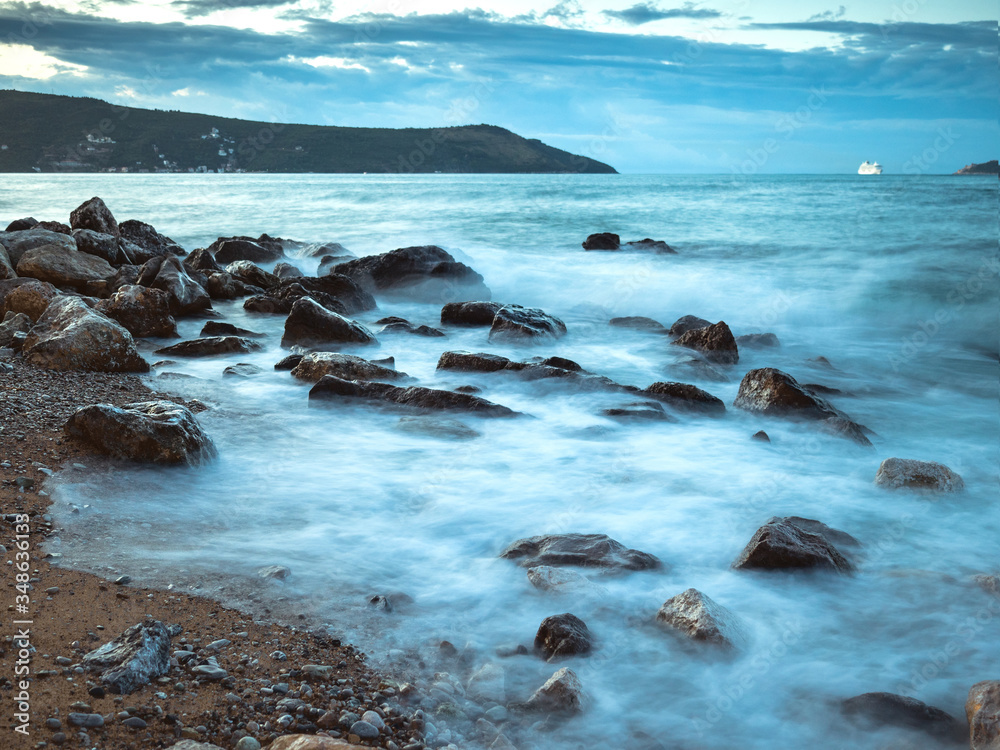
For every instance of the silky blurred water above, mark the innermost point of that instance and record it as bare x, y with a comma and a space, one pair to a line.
892, 279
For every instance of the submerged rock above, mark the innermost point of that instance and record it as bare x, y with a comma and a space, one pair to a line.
898, 473
138, 655
149, 432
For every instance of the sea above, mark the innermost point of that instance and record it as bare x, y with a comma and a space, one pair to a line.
884, 288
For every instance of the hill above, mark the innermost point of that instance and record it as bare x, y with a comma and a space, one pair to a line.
990, 167
48, 133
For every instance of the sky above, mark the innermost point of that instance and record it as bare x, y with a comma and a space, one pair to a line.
722, 86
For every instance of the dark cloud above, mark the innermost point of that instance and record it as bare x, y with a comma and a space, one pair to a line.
647, 12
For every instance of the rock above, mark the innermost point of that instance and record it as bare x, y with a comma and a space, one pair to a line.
899, 711
774, 393
561, 693
469, 313
426, 273
138, 655
792, 542
210, 346
699, 618
330, 387
897, 473
686, 398
148, 431
309, 323
516, 323
71, 336
562, 635
688, 323
715, 342
94, 243
63, 267
982, 709
602, 241
582, 550
142, 310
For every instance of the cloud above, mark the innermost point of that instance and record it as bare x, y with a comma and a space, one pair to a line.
647, 12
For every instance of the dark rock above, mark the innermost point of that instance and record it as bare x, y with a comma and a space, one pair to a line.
562, 635
582, 550
792, 542
149, 432
309, 323
209, 346
140, 654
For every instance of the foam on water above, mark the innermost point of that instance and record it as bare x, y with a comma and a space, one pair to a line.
853, 270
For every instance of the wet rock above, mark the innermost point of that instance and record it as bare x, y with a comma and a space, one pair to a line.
330, 387
426, 273
469, 313
982, 709
686, 397
71, 336
142, 310
516, 323
714, 342
897, 473
309, 323
138, 655
562, 635
900, 711
63, 267
792, 542
346, 366
148, 431
696, 616
582, 550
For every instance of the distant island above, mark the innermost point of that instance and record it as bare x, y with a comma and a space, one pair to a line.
49, 133
990, 167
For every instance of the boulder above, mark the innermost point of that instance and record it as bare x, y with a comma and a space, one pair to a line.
142, 310
96, 216
71, 336
314, 366
149, 432
426, 273
696, 616
516, 323
210, 346
982, 709
469, 313
715, 342
795, 543
63, 267
138, 655
899, 473
580, 550
686, 398
330, 387
309, 324
562, 635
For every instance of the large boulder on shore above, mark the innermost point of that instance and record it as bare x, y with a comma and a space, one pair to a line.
309, 324
699, 618
149, 432
142, 310
899, 473
796, 543
425, 273
415, 397
580, 550
71, 336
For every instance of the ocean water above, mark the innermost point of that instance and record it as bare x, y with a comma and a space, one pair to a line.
892, 279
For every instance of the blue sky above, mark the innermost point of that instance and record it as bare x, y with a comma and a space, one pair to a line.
734, 86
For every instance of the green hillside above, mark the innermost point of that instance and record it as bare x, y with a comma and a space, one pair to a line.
42, 132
________
• [Work request]:
The records above are to be duplicated exactly, pictures left out.

• [Your solution]:
For every instance of the silky blurred water above, mark the innermost point of that instance and record it as bare x, y with a comma and a space, one pair to a line.
892, 279
For every instance of the submerged rock above, mark the innermost point of that instance and record it as bare x, y with a comma and a space, one pair to a line.
898, 473
138, 655
149, 432
For every instance of the sea above, mark the innermost point of that instance and record it as bare x, y with a comma and a space, one pair to a line.
884, 288
For every instance of the hill above, mark the innermost point of that instance and record it as bare x, y with a comma and a space, one pair to a line.
990, 167
48, 133
For every instance of the sky above, mark the innermost point of that instance and record it as bare x, y with a comma and a space, one pair to a line.
722, 86
For every instance of the dark cloud above, mark the innermost point of that instance and record it as bare x, y with a comma and a space, one pair to a line.
647, 12
For every instance of the rock above, mark the innermost point of that instance and record it as bare x, y with a comma and a space, one pair to a line.
899, 711
774, 393
561, 693
469, 313
426, 273
138, 655
792, 542
210, 346
699, 618
330, 387
897, 473
686, 398
148, 431
309, 323
516, 323
71, 336
562, 635
688, 323
715, 342
94, 243
63, 267
982, 709
602, 241
582, 550
142, 310
For every instance of the cloud above, mark the innermost point of that instance and record it as bare x, y with a comma and a space, one pair to a line.
647, 12
For every instance of the dark rock above, mark the innermost point of that instance and record it as bare x, y with a comma and a space, one pair to a line.
562, 635
582, 550
792, 542
149, 432
309, 323
209, 346
140, 654
For every instance of the foam on water above, mark the innermost point of that instance and record it as bare x, y with a comma and a space, one pair to a line.
853, 270
For every instance of the wet rock above, mark the innermost point of that instance and record it as bare x, y with a comma and a space, one pair to a line.
330, 387
426, 273
469, 313
982, 709
686, 397
71, 336
142, 310
516, 323
714, 342
897, 473
309, 323
138, 655
562, 635
900, 711
63, 267
792, 542
346, 366
148, 431
696, 616
582, 550
For every instance of the distant island above, mark the innermost point of that instance and record it as bare x, y with a comma and a space, one pair to a line.
49, 133
990, 167
For every instance of the boulder above, mark the innermost point of that instance and record it as bare x, y with a comma and a space, one pair to a line.
142, 310
96, 216
71, 336
314, 366
149, 432
426, 273
696, 616
516, 323
210, 346
982, 709
469, 313
715, 342
795, 543
63, 267
138, 655
899, 473
580, 550
686, 398
330, 387
309, 324
562, 635
For every instance of the large boulder on shore above, mark the innermost point of that instance and record it as bare x, y with a comma and a space, one pair to a line.
309, 324
699, 618
149, 432
142, 310
899, 473
796, 543
425, 273
415, 397
580, 550
71, 336
For every instance of the ocean water above, mark the innermost point of that instance and record it as bare x, y with a comma and a space, one pair to a line.
892, 279
For every instance of the blue sky above, mark the innermost point of that instance and record it as bare x, y with a comma and a space, one pair to a line.
734, 86
For every instance of the green hillside above, mark the innermost point of that instance and record it as bare x, y with a comma and a space, one pair to a line.
42, 132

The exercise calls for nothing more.